Problem to solve>
Reproduce the stretch from the line containing "Return the polygon of every instance of the <item>ripe" through the end of the records, replacing "hole" with "cutout" and keeping everything else the same.

Exercise material>
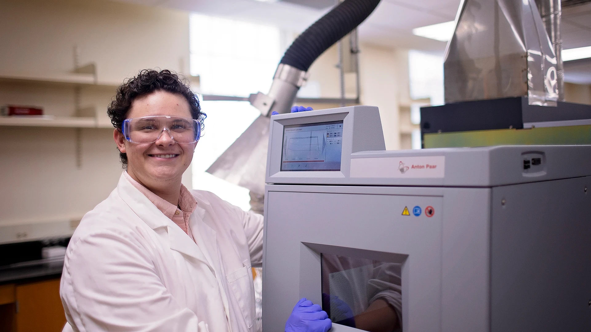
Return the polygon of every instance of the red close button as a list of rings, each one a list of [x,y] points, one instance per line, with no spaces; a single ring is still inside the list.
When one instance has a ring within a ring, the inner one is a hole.
[[[433,207],[427,206],[425,208],[425,216],[427,216],[427,217],[433,217],[434,214],[435,209],[433,209]]]

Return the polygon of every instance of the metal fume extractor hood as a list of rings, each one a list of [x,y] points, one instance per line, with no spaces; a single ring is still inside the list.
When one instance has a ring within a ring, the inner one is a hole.
[[[249,100],[261,111],[261,116],[206,171],[250,190],[255,201],[251,201],[254,210],[262,210],[271,113],[290,112],[314,61],[367,18],[379,1],[345,0],[335,6],[302,32],[287,49],[275,71],[269,93],[251,95]]]
[[[560,16],[560,0],[463,1],[423,147],[591,144],[591,106],[562,101]]]

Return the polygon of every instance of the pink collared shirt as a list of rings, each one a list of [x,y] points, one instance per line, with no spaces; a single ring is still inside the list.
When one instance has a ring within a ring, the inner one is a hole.
[[[197,207],[197,201],[195,201],[195,198],[193,197],[186,187],[181,184],[181,193],[178,196],[178,206],[176,207],[140,184],[134,180],[127,173],[126,171],[123,174],[125,174],[127,180],[138,190],[139,190],[140,193],[144,194],[164,216],[168,217],[178,227],[181,227],[181,229],[184,231],[191,239],[193,241],[195,240],[193,237],[193,233],[191,233],[191,229],[189,227],[189,218]]]

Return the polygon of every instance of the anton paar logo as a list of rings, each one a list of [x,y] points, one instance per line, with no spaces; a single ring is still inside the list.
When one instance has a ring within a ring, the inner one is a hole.
[[[404,163],[401,161],[398,163],[398,170],[400,171],[401,173],[404,174],[408,170],[408,167],[405,166]]]

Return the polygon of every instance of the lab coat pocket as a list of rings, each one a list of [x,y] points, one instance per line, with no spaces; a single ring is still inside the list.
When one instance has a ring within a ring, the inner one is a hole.
[[[250,262],[245,262],[245,265],[226,276],[226,278],[242,310],[246,326],[250,328],[255,317],[254,286],[252,277],[249,273]]]

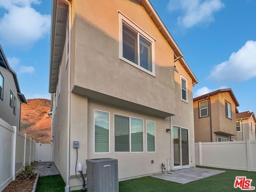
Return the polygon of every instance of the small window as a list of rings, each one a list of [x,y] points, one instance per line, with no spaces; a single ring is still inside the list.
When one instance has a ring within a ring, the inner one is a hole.
[[[252,121],[251,121],[251,132],[252,133],[254,133],[254,129],[253,126],[253,122]]]
[[[10,106],[12,108],[13,106],[13,93],[11,90],[10,91]]]
[[[155,122],[147,120],[147,150],[156,152]]]
[[[3,100],[4,96],[4,77],[0,72],[0,99]]]
[[[180,92],[181,100],[188,102],[188,86],[187,79],[183,76],[180,76]]]
[[[154,40],[121,14],[120,58],[154,76]]]
[[[240,126],[240,122],[239,121],[236,122],[236,131],[241,131],[241,126]]]
[[[17,100],[16,100],[16,98],[15,96],[14,96],[13,97],[13,114],[14,115],[16,114],[16,104]]]
[[[231,105],[227,101],[225,102],[225,112],[226,117],[232,119],[231,116]]]
[[[109,113],[94,110],[94,152],[109,152]]]
[[[208,116],[208,106],[207,100],[201,101],[199,103],[199,109],[200,117]]]

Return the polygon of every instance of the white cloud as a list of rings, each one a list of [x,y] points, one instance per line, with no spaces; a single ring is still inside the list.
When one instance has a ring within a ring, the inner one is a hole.
[[[228,61],[214,68],[206,79],[219,84],[239,82],[256,77],[256,41],[248,41]]]
[[[20,62],[20,60],[16,57],[8,58],[7,59],[9,64],[13,69],[18,66],[19,63]]]
[[[227,88],[227,87],[226,86],[221,86],[217,89],[210,89],[207,87],[203,87],[198,89],[193,94],[193,97],[195,98],[207,93],[210,93],[216,90],[218,90],[221,89],[226,89],[226,88]]]
[[[34,70],[35,69],[32,66],[24,66],[22,65],[20,67],[18,72],[19,73],[33,73]]]
[[[7,10],[0,19],[0,39],[9,46],[30,46],[50,33],[50,16],[31,7],[38,0],[0,0]]]
[[[178,25],[190,28],[214,21],[214,14],[224,6],[221,0],[169,0],[167,7],[170,12],[181,10],[184,15],[178,18]]]
[[[26,94],[25,95],[26,98],[29,99],[47,99],[49,100],[51,100],[51,94],[39,94],[38,93],[35,93],[34,94]]]

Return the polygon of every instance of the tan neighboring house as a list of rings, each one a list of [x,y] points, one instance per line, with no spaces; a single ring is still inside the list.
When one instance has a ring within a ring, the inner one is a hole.
[[[237,140],[255,140],[256,118],[253,112],[249,111],[236,114]]]
[[[119,180],[195,166],[198,80],[148,0],[54,0],[49,92],[54,161],[81,189],[76,150],[118,160]]]
[[[239,104],[231,89],[220,89],[193,101],[195,142],[236,139],[236,108]]]
[[[0,118],[20,128],[20,104],[27,103],[20,92],[17,74],[11,68],[0,45]]]

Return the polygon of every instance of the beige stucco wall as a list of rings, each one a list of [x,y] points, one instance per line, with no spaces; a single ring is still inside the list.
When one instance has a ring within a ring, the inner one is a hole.
[[[75,85],[175,114],[173,50],[140,3],[75,4]],[[156,40],[155,77],[119,59],[118,10]]]
[[[19,130],[21,101],[18,95],[13,76],[10,71],[1,66],[0,71],[4,79],[3,100],[0,99],[0,118],[12,126],[16,126]],[[10,90],[12,90],[13,95],[16,98],[16,115],[13,113],[13,107],[12,108],[10,106]]]

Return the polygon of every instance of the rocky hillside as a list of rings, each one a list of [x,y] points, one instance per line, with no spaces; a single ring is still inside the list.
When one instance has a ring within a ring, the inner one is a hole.
[[[37,142],[50,143],[51,101],[45,99],[28,99],[27,104],[22,104],[20,114],[20,131]]]

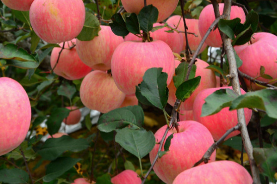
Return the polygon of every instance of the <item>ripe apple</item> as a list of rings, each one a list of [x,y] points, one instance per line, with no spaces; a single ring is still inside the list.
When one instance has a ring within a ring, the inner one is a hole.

Result of the exercise>
Return the polygon of every instance of the <item>ripe apple</item> as a list of rings, each one a list of [x,y] points, one instance per line, with no spaces; a single ring is still inside the list.
When one instance has a ring within a ring, the inner one is a cutout.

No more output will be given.